> Task details
Give back the entries exactly, ending with the "even-odd rule for holes" line.

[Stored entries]
[Start of Attachment]
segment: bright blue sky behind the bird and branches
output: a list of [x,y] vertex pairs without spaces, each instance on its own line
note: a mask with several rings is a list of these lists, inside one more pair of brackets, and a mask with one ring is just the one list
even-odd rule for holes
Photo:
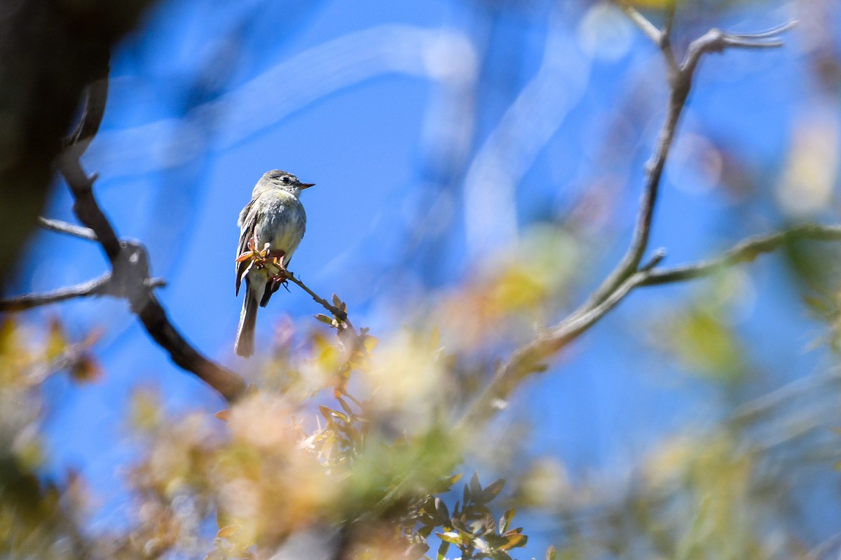
[[[596,250],[589,259],[594,275],[582,287],[593,285],[627,243],[643,163],[664,111],[664,70],[653,46],[618,13],[586,3],[563,3],[555,13],[550,3],[530,6],[489,17],[456,0],[173,0],[150,13],[114,53],[108,110],[84,163],[100,173],[98,199],[118,232],[149,249],[153,273],[168,282],[158,296],[188,339],[222,363],[247,367],[232,353],[241,306],[234,296],[235,222],[253,184],[275,168],[317,184],[303,196],[308,228],[292,270],[316,292],[339,293],[356,324],[374,334],[399,326],[395,292],[457,284],[489,251],[514,243],[530,224],[562,220],[597,180],[610,180],[606,220],[584,224],[593,228]],[[794,8],[747,4],[690,26],[680,25],[679,13],[677,29],[766,29],[797,17]],[[775,178],[785,171],[797,123],[814,118],[837,126],[839,116],[837,100],[817,93],[806,38],[795,31],[786,40],[783,50],[703,61],[653,228],[652,248],[667,247],[669,264],[701,259],[786,219],[835,216],[826,207],[787,215],[775,201]],[[477,67],[478,141],[463,155],[477,167],[463,165],[452,182],[442,181],[450,172],[442,150],[458,159],[463,142],[458,130],[451,131],[455,138],[442,133],[447,122],[465,118],[449,103]],[[534,97],[521,97],[529,87]],[[526,135],[512,125],[509,132],[520,136],[500,177],[477,155],[484,149],[494,160],[495,134],[505,146],[505,116],[519,114],[511,113],[518,98],[535,120],[526,123]],[[454,120],[440,118],[447,109]],[[613,144],[611,134],[621,142]],[[623,151],[611,153],[614,145]],[[710,171],[720,160],[706,167],[694,160],[722,153],[769,179],[750,193],[753,203],[722,188],[722,175]],[[497,180],[512,181],[510,198],[485,190]],[[465,210],[465,203],[473,207]],[[47,213],[71,219],[70,207],[59,186]],[[422,218],[425,212],[431,216]],[[34,243],[50,243],[61,267],[30,269],[20,290],[70,285],[105,269],[91,244],[54,233]],[[755,348],[751,359],[768,374],[762,385],[825,367],[826,353],[804,350],[818,327],[780,262],[761,259],[745,278],[749,296],[734,321]],[[648,322],[699,293],[698,285],[641,290],[527,385],[511,417],[547,421],[529,453],[561,458],[574,475],[622,471],[629,457],[670,432],[716,418],[721,389],[641,343]],[[317,312],[293,287],[275,296],[259,322],[267,331],[285,313],[307,322]],[[214,410],[221,402],[167,361],[124,302],[73,301],[29,317],[52,314],[78,333],[103,327],[97,354],[107,374],[80,388],[52,380],[56,408],[48,427],[55,472],[72,466],[97,480],[105,508],[114,508],[103,511],[108,516],[124,507],[119,468],[135,453],[124,441],[131,391],[160,386],[173,410]],[[537,547],[529,552],[540,554]]]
[End of Attachment]
> Expected answer
segment: bright blue sky behind the bird and branches
output: a list of [x,y] vertex pairs without spaces, each instance on its own line
note: a mask with several rings is a list of these lists, inside one more pair of brackets, and a mask with one ring is just the one list
even-odd rule for holes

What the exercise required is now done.